Problemi e compiti
[a] Nel brano estratto, elenchi nell'ordine tutte le frasi che compongono la citazione racchiusa tra virgolette.
[b] Riporti fedelmente la parte del brano estratto da "Per non rischiare" a "ci insegnano qualcosa.".

Brano estratto
----------

Per non rischiare di varcare quel confine, bisogna quindi impugnare il senso del rispetto. Ma, ricorda il professore, non occorre nemmeno usare troppa timidezza: in realtà, abbiamo bisogno sia della natura selvaggia che di quella antropizzata, poiché entrambe ci insegnano qualcosa.
Una riflessione sulle città
In ultimo, una riflessione sul futuro delle città.
Riflessione che trae spunto dal progetto per un quartiere di Bari in cui si denota la totale assenza delle automobili. “Vige il dominio assoluto delle esigenze. La struttura presenta una forma che si ispira alle nuvole che, con il loro movimento, sono una fonte inesauribile di vivacità creativa. I vari piani sono destinati a diversi utilizzi. All’ultimo ci sono, ad esempio, le piscine, che rappresentano un elemento di avvicinamento alla natura”.

----------

Estratti del materiale
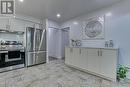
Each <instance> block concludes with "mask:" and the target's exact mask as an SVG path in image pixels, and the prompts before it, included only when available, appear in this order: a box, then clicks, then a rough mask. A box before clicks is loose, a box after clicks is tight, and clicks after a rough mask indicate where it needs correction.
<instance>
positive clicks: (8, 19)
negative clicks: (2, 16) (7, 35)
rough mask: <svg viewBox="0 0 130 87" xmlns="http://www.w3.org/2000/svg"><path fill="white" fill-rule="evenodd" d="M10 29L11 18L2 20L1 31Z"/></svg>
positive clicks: (3, 19)
mask: <svg viewBox="0 0 130 87" xmlns="http://www.w3.org/2000/svg"><path fill="white" fill-rule="evenodd" d="M8 29H9V18H0V30H8Z"/></svg>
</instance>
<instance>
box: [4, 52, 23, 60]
mask: <svg viewBox="0 0 130 87" xmlns="http://www.w3.org/2000/svg"><path fill="white" fill-rule="evenodd" d="M18 60H21V52H20V51H8V53H7V54H6V55H5V62H12V61H18Z"/></svg>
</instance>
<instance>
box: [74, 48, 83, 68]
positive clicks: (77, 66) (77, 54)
mask: <svg viewBox="0 0 130 87" xmlns="http://www.w3.org/2000/svg"><path fill="white" fill-rule="evenodd" d="M72 60H73V62H72V64H73V66H76V67H79V68H80V66H81V64H80V62H81V61H82V60H81V49H79V48H73V54H72Z"/></svg>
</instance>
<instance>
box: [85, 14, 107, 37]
mask: <svg viewBox="0 0 130 87" xmlns="http://www.w3.org/2000/svg"><path fill="white" fill-rule="evenodd" d="M104 22H105V20H104V16H101V17H94V18H90V19H88V20H86V21H84V24H83V39H104Z"/></svg>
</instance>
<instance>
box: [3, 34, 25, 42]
mask: <svg viewBox="0 0 130 87" xmlns="http://www.w3.org/2000/svg"><path fill="white" fill-rule="evenodd" d="M23 36H24V35H23V34H22V35H18V34H11V33H0V40H5V41H24V37H23Z"/></svg>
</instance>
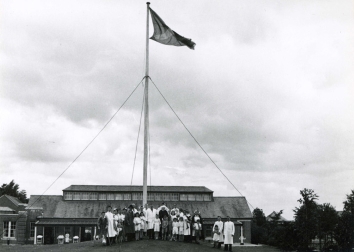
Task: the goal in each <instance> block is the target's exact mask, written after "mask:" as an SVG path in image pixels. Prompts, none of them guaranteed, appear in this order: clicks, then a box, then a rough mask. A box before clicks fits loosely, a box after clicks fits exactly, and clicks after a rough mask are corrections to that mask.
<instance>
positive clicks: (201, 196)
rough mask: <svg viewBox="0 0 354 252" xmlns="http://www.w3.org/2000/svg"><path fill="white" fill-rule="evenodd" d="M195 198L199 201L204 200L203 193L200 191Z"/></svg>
mask: <svg viewBox="0 0 354 252" xmlns="http://www.w3.org/2000/svg"><path fill="white" fill-rule="evenodd" d="M195 199H196V200H198V201H203V194H200V193H198V194H196V195H195Z"/></svg>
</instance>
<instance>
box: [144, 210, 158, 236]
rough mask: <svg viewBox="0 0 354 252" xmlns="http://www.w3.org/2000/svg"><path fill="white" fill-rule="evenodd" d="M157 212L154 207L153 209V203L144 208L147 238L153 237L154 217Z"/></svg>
mask: <svg viewBox="0 0 354 252" xmlns="http://www.w3.org/2000/svg"><path fill="white" fill-rule="evenodd" d="M156 214H157V211H156V209H154V206H153V205H150V207H149V208H148V209H147V210H146V223H147V227H146V229H147V235H148V236H149V239H154V219H155V216H156Z"/></svg>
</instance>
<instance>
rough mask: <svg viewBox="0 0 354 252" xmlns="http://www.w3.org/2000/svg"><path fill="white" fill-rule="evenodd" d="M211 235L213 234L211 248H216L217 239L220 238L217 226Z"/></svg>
mask: <svg viewBox="0 0 354 252" xmlns="http://www.w3.org/2000/svg"><path fill="white" fill-rule="evenodd" d="M213 233H214V236H213V242H214V246H213V248H216V247H217V245H218V244H219V237H220V232H219V226H217V225H215V226H214V230H213Z"/></svg>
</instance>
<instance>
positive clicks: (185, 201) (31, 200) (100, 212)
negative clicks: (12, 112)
mask: <svg viewBox="0 0 354 252" xmlns="http://www.w3.org/2000/svg"><path fill="white" fill-rule="evenodd" d="M39 197H40V196H39V195H31V197H30V201H29V203H28V205H29V209H31V208H33V209H38V208H43V217H44V218H97V217H98V216H99V214H100V213H101V212H102V211H105V210H106V207H107V206H108V205H111V206H113V207H116V208H123V207H127V206H129V205H130V204H132V203H135V204H136V205H137V206H139V205H141V200H139V201H137V200H135V201H134V200H132V201H119V200H112V201H109V200H107V201H100V200H91V201H88V200H87V201H84V200H82V201H65V200H63V197H62V196H57V195H56V196H49V195H44V196H41V197H40V198H39ZM38 198H39V199H38ZM37 199H38V200H37ZM165 202H166V204H167V205H168V206H171V205H174V204H176V206H177V207H178V208H182V209H187V210H189V211H190V212H192V211H194V210H196V209H197V208H198V209H199V211H200V212H201V215H202V217H203V218H216V217H217V216H218V215H220V216H222V217H226V216H227V215H229V216H230V217H231V218H241V219H244V218H246V219H248V218H252V213H251V211H250V209H249V207H248V205H247V201H246V198H245V197H214V201H174V202H168V201H165ZM148 203H149V204H153V205H154V207H155V208H157V207H158V206H160V205H161V203H162V201H158V202H148ZM32 204H33V205H32Z"/></svg>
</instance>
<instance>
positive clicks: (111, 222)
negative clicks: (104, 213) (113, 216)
mask: <svg viewBox="0 0 354 252" xmlns="http://www.w3.org/2000/svg"><path fill="white" fill-rule="evenodd" d="M104 218H105V219H106V223H107V226H106V229H107V245H108V246H109V245H111V244H112V243H113V240H114V237H115V236H116V231H115V230H114V218H113V214H112V207H111V206H108V207H107V212H106V213H105V215H104Z"/></svg>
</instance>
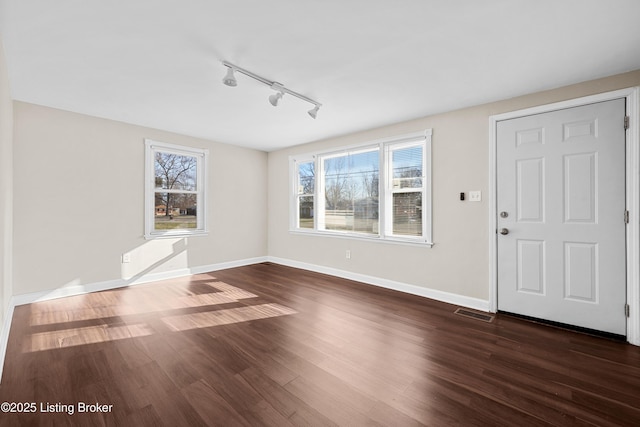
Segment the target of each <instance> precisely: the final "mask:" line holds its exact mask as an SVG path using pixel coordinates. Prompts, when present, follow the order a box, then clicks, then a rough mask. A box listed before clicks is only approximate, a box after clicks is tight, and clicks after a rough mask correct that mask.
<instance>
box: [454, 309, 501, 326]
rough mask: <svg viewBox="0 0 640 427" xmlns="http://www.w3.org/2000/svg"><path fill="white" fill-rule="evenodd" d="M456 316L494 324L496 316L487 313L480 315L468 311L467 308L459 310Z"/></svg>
mask: <svg viewBox="0 0 640 427" xmlns="http://www.w3.org/2000/svg"><path fill="white" fill-rule="evenodd" d="M454 313H455V314H459V315H460V316H464V317H468V318H470V319H475V320H481V321H483V322H488V323H490V322H493V319H494V317H495V316H493V315H490V314H485V313H478V312H477V311H471V310H467V309H465V308H458V309H457V310H456V311H455V312H454Z"/></svg>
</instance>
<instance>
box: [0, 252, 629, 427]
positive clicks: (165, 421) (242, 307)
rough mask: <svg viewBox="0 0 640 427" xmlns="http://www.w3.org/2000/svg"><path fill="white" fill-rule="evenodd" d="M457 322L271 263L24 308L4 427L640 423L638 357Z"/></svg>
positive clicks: (12, 330) (573, 332) (561, 337)
mask: <svg viewBox="0 0 640 427" xmlns="http://www.w3.org/2000/svg"><path fill="white" fill-rule="evenodd" d="M456 308H457V307H455V306H452V305H448V304H444V303H439V302H435V301H431V300H428V299H424V298H420V297H416V296H411V295H405V294H401V293H398V292H393V291H389V290H385V289H380V288H376V287H373V286H368V285H362V284H358V283H355V282H351V281H348V280H342V279H337V278H335V277H329V276H324V275H321V274H316V273H311V272H307V271H302V270H296V269H293V268H288V267H283V266H278V265H272V264H258V265H253V266H248V267H241V268H234V269H230V270H224V271H218V272H214V273H210V274H201V275H197V276H192V277H189V278H184V279H177V280H170V281H164V282H159V283H154V284H147V285H140V286H136V287H131V288H125V289H120V290H113V291H105V292H99V293H94V294H90V295H84V296H76V297H69V298H64V299H58V300H54V301H48V302H42V303H36V304H31V305H25V306H20V307H17V308H16V310H15V313H14V318H13V324H12V328H11V334H10V338H9V345H8V351H7V356H6V362H5V367H4V376H3V378H2V384H1V385H0V402H15V403H16V406H15V407H14V409H17V404H20V403H23V404H24V403H31V402H33V403H36V405H37V410H36V413H20V414H11V413H0V425H2V426H10V425H16V426H17V425H56V426H57V425H63V426H64V425H79V426H88V425H92V426H101V425H118V426H120V425H122V426H146V425H150V426H151V425H152V426H160V425H166V426H199V425H221V426H236V425H238V426H243V425H252V426H260V425H273V426H288V425H309V426H324V425H340V426H365V425H367V426H368V425H384V426H417V425H429V426H448V425H464V426H472V425H481V426H491V425H504V426H537V425H561V426H566V425H597V426H621V425H628V426H638V425H640V347H634V346H631V345H628V344H625V343H622V342H615V341H610V340H606V339H603V338H597V337H591V336H587V335H582V334H579V333H575V332H569V331H563V330H559V329H555V328H552V327H548V326H541V325H536V324H533V323H530V322H527V321H524V320H520V319H515V318H511V317H508V316H502V315H498V316H497V317H496V319H495V320H494V321H493V322H491V323H487V322H482V321H479V320H475V319H471V318H467V317H463V316H460V315H458V314H454V311H455V309H456ZM96 402H98V403H100V404H101V405H112V407H111V408H110V410H109V408H108V407H107V408H106V409H107V411H108V412H106V413H87V412H83V413H78V409H79V407H80V406H81V405H80V403H86V404H94V405H95V403H96ZM43 405H44V406H43ZM65 405H66V406H65ZM69 407H71V409H73V412H74V413H73V415H69V414H68V413H67V412H69ZM42 409H50V410H51V411H56V410H61V411H65V412H61V413H56V412H45V413H42ZM91 409H95V408H91ZM101 409H105V407H101Z"/></svg>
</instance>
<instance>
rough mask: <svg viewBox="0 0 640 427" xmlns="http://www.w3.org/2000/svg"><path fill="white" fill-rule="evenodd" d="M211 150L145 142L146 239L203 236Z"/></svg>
mask: <svg viewBox="0 0 640 427" xmlns="http://www.w3.org/2000/svg"><path fill="white" fill-rule="evenodd" d="M207 156H208V151H207V150H203V149H198V148H191V147H181V146H177V145H172V144H166V143H162V142H157V141H152V140H145V157H146V163H145V181H146V183H145V190H146V194H145V197H146V200H145V237H146V238H148V239H149V238H155V237H173V236H185V235H201V234H205V233H206V232H207V229H206V225H205V224H206V221H205V198H204V195H205V191H204V190H205V189H204V186H205V182H206V179H205V177H206V165H207Z"/></svg>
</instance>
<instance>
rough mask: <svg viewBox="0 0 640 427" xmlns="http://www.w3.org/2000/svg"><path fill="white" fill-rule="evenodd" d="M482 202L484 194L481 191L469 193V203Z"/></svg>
mask: <svg viewBox="0 0 640 427" xmlns="http://www.w3.org/2000/svg"><path fill="white" fill-rule="evenodd" d="M481 200H482V192H481V191H469V201H470V202H480V201H481Z"/></svg>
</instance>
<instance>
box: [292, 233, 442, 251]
mask: <svg viewBox="0 0 640 427" xmlns="http://www.w3.org/2000/svg"><path fill="white" fill-rule="evenodd" d="M289 233H290V234H294V235H299V236H308V237H332V238H337V239H350V240H361V241H368V242H376V243H387V244H393V245H405V246H417V247H422V248H432V247H433V245H434V243H433V242H425V241H420V240H417V239H406V238H404V239H403V238H401V237H380V236H367V235H361V234H356V233H339V232H338V233H336V232H323V231H315V230H313V231H306V230H300V229H291V230H289Z"/></svg>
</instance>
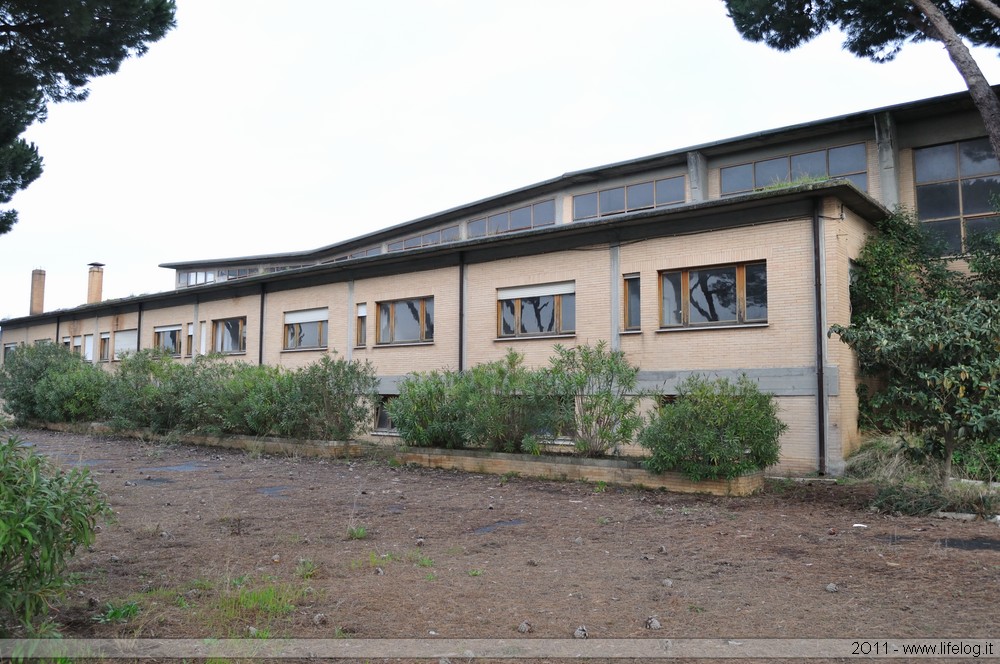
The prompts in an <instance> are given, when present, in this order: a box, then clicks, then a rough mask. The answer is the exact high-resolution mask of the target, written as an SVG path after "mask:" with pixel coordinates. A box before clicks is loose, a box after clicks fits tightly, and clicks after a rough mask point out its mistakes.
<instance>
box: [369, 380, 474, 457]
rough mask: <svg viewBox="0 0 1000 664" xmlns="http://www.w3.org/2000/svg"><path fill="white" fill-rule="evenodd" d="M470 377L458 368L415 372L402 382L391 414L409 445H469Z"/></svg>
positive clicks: (452, 445) (407, 442) (392, 417)
mask: <svg viewBox="0 0 1000 664" xmlns="http://www.w3.org/2000/svg"><path fill="white" fill-rule="evenodd" d="M468 385H469V380H467V379H466V377H465V375H464V374H461V373H459V372H457V371H430V372H427V373H414V374H410V375H409V376H407V377H406V378H404V379H403V380H402V381H401V382H400V383H399V395H398V396H397V397H396V398H395V399H393V400H392V401H390V402H389V404H388V406H387V407H388V409H389V416H390V417H391V418H392V422H393V424H394V425H395V427H396V430H397V431H398V432H399V435H400V436H401V437H402V438H403V440H404V441H406V444H407V445H413V446H416V447H443V448H447V449H455V448H460V447H464V446H465V429H466V428H467V423H466V419H467V418H466V414H467V412H468V405H467V401H468Z"/></svg>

----------

Risposte ai compiti
[a]
1. Vige il dominio assoluto delle esigenze.
2. La struttura presenta una forma che si ispira alle nuvole che, con il loro movimento, sono una fonte inesauribile di vivacità creativa.
3. I vari piani sono destinati a diversi utilizzi.
4. All'ultimo ci sono, ad esempio, le piscine, che rappresentano un elemento di avvicinamento alla natura.

[b]
Per non rischiare di varcare quel confine, bisogna quindi impugnare il senso del rispetto. Ma, ricorda il professore, non occorre nemmeno usare troppa timidezza: in realtà, abbiamo bisogno sia della natura selvaggia che di quella antropizzata, poiché entrambe ci insegnano qualcosa.